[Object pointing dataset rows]
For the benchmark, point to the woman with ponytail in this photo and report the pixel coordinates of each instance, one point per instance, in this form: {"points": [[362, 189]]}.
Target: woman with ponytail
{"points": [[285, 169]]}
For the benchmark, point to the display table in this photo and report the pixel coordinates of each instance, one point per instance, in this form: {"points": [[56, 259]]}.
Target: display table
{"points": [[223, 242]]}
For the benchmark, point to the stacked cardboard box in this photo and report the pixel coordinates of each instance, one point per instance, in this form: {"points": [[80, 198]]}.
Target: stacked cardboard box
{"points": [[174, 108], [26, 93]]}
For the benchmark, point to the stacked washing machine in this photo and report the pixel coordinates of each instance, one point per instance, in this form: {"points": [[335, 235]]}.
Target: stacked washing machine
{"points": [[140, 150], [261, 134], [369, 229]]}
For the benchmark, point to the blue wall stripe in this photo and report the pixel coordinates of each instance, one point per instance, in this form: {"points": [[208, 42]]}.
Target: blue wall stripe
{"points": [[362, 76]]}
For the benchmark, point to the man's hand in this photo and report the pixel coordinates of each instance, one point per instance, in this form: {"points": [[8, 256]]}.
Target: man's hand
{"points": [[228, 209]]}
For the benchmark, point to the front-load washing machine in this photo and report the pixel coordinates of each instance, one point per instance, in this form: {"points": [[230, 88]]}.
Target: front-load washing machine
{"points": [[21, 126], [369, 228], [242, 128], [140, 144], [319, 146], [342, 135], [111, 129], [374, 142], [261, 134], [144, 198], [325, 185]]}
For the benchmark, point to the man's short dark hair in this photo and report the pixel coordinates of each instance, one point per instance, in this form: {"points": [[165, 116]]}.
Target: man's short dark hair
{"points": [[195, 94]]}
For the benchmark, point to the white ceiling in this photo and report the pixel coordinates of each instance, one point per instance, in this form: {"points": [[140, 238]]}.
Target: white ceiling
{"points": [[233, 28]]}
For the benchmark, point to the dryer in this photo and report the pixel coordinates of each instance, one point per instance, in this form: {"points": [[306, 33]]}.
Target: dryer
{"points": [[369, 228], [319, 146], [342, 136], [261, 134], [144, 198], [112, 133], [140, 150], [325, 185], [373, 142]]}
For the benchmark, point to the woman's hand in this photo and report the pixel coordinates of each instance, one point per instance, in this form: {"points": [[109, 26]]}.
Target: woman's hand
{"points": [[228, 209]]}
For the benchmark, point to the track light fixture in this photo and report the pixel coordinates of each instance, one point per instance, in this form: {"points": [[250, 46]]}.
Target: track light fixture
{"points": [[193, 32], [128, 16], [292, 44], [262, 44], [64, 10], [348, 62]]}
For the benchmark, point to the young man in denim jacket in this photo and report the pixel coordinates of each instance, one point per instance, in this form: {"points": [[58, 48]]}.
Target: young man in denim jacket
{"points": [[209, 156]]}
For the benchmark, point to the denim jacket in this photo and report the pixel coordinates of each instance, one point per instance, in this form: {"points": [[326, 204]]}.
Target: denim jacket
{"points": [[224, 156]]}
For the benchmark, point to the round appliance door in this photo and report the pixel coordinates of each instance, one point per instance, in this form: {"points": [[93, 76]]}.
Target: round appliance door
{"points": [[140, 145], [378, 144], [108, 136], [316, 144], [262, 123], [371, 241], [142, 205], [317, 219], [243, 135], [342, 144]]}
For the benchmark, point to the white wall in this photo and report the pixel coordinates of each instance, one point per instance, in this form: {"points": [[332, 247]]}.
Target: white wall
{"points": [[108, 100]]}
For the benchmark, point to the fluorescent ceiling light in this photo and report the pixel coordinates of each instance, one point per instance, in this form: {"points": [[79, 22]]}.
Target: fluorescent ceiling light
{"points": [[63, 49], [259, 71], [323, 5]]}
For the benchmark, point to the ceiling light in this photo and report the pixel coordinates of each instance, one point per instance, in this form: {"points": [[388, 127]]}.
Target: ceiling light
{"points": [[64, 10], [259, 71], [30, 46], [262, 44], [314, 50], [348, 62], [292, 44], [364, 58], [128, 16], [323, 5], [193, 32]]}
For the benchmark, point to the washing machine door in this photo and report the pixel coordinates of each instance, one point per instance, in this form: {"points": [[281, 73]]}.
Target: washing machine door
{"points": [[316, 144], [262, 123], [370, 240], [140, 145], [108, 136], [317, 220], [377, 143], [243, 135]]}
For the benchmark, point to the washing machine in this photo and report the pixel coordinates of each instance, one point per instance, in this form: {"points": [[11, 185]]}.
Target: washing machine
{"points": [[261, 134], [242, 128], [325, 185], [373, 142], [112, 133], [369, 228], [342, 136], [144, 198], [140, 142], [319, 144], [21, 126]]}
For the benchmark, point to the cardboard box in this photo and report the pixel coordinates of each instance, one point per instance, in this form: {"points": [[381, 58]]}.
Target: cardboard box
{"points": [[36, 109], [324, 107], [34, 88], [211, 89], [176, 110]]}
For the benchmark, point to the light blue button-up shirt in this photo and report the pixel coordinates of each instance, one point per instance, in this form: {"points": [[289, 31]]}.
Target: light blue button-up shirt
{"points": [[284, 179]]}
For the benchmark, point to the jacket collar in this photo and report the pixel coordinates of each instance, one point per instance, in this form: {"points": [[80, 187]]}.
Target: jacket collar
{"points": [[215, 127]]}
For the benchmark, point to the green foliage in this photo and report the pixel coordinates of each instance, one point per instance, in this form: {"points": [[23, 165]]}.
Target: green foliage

#### AIM:
Emit the records above again, exactly, with no line skipped.

#### EXERCISE RESULT:
For the benchmark, point to the woman with ponytail in this photo and report the pixel coordinates of each instance, one point per instance, in this form: {"points": [[362, 189]]}.
Target: woman with ponytail
{"points": [[285, 169]]}
For the benchmark, point to the display table in this photo and report the pixel coordinates of each instance, one point per instance, in this form: {"points": [[56, 259]]}.
Target: display table
{"points": [[223, 242]]}
For the benchmark, point to the stacked cardboard box in this photo and report the pixel coordinates of each instance, one point per instance, in this form: {"points": [[80, 198]]}.
Target: stacked cardboard box
{"points": [[174, 108], [26, 93]]}
For the benchmark, point to the stacked washing machine in this photo and report the pixel coordinates of each instance, one point per instance, in this form: {"points": [[335, 235]]}.
Target: stacked washing machine
{"points": [[140, 150], [261, 134], [369, 229]]}
For the benchmark, point to the blue wall stripe in this photo and report the pixel coordinates of each instance, one point per instance, in this form: {"points": [[208, 42]]}.
Target: blue wall stripe
{"points": [[362, 76]]}
For the benchmark, point to the man's hand in this photo and report the pixel coordinates of each instance, one point per instance, in this form: {"points": [[8, 256]]}.
Target: man's hand
{"points": [[228, 209]]}
For the benchmark, point to the front-load washing machine in this photo and report the pixel coordinates of each instance, one point per instance, in this form: {"points": [[230, 88]]}.
Target: front-load washing machine
{"points": [[21, 126], [369, 228], [242, 128], [140, 144], [319, 146], [342, 135], [111, 129], [374, 142], [261, 134], [144, 198], [325, 185]]}
For the benchmark, point to the man's short dark hair in this photo and report the pixel coordinates of each instance, one point per instance, in this form: {"points": [[165, 116]]}.
Target: man's short dark hair
{"points": [[195, 94]]}
For the benchmark, point to the white ceiling in this photo and report the pixel coordinates of each instance, one point per instance, in this form: {"points": [[140, 238]]}.
Target: white ceiling
{"points": [[233, 28]]}
For the benchmark, point to the dryer in this photo and report the pixel coordinates of each instance, one point per instance, in this form: {"points": [[306, 33]]}.
Target: dryer
{"points": [[369, 228], [319, 146], [342, 136], [261, 134], [144, 198], [112, 133], [140, 150], [325, 185], [373, 142]]}
For the benchmark, point to the woman's hand in this photo and report the pixel coordinates of each instance, one point per instance, in this form: {"points": [[109, 26]]}.
Target: woman's hand
{"points": [[228, 209]]}
For the benchmark, point to the track light fixture in this photo and report the pixel coordinates of each instance, one point per instance, in this form: {"points": [[250, 46]]}.
Target: track light fixture
{"points": [[193, 32], [128, 16], [292, 44], [262, 44], [64, 10], [348, 62]]}
For the benchmark, point to the young man in denim jacket in this photo and report the pixel coordinates of each instance, one point per instance, in this form: {"points": [[58, 48]]}.
Target: young man in denim jacket
{"points": [[209, 156]]}
For the benchmark, point to the denim jacket in this photo and report the pixel coordinates of each instance, one point per instance, in this form: {"points": [[326, 204]]}.
Target: denim jacket
{"points": [[224, 156]]}
For the benchmark, point to the round appliance door in this photo and report the pixel coordinates of each instance, one point per instance, in this form: {"points": [[93, 76]]}.
Target: round appliance door
{"points": [[140, 145], [378, 144], [108, 136], [316, 144], [262, 123], [371, 241], [142, 205], [317, 219], [243, 135], [342, 144]]}
For the benchmark, point to the white wall in this photo and report the pixel coordinates of each instance, one point per instance, in this form: {"points": [[332, 247]]}.
Target: white wall
{"points": [[108, 100]]}
For the benchmark, point to the fluorescent ceiling light in this photo and report the pixel coordinates of each instance, one point per instance, in this form: {"points": [[79, 22]]}.
Target: fluorescent ceiling light
{"points": [[63, 49], [259, 71], [323, 5]]}
For the benchmark, point to the ceiling light in this photo and report the pixel coordinates of each instance, one point per instance, in this form: {"points": [[388, 127]]}.
Target: ceiling light
{"points": [[64, 10], [259, 71], [30, 46], [262, 44], [314, 50], [348, 62], [292, 44], [364, 58], [128, 16], [323, 5], [193, 32]]}
For the benchmark, point to the washing machine door in this photo and report the pixel coordinates of each instance, one point per instance, in this form: {"points": [[281, 73]]}.
Target: washing machine door
{"points": [[316, 144], [262, 123], [370, 240], [140, 145], [108, 136], [317, 220], [377, 143], [243, 135]]}
For the benchmark, point to the washing machine in this photo and report the pixel coordinates of each instance, one point per instance, in this form: {"points": [[11, 185]]}.
Target: washing machine
{"points": [[261, 134], [242, 128], [325, 185], [373, 142], [112, 133], [369, 228], [342, 136], [144, 198], [140, 142], [319, 144], [21, 126]]}
For the benchmark, point to the cardboard box in this photo and report the pixel coordinates of each instance, one point per instance, in this form: {"points": [[381, 58]]}.
Target: cardboard box
{"points": [[36, 109], [324, 107], [34, 88], [211, 89], [176, 110]]}
For the benchmark, point to the light blue button-up shirt in this photo and report the pixel coordinates of each instance, one point per instance, in this form: {"points": [[289, 31]]}.
Target: light blue button-up shirt
{"points": [[284, 179]]}
For the benchmark, point to the jacket collar in this photo and report the pixel coordinates of each instance, one point per instance, in this form: {"points": [[80, 187]]}.
Target: jacket collar
{"points": [[215, 127]]}
For the benchmark, point to the green foliage in this photo and report the pixel coordinates of each instance, one point per instance, in this form: {"points": [[23, 165]]}.
Target: green foliage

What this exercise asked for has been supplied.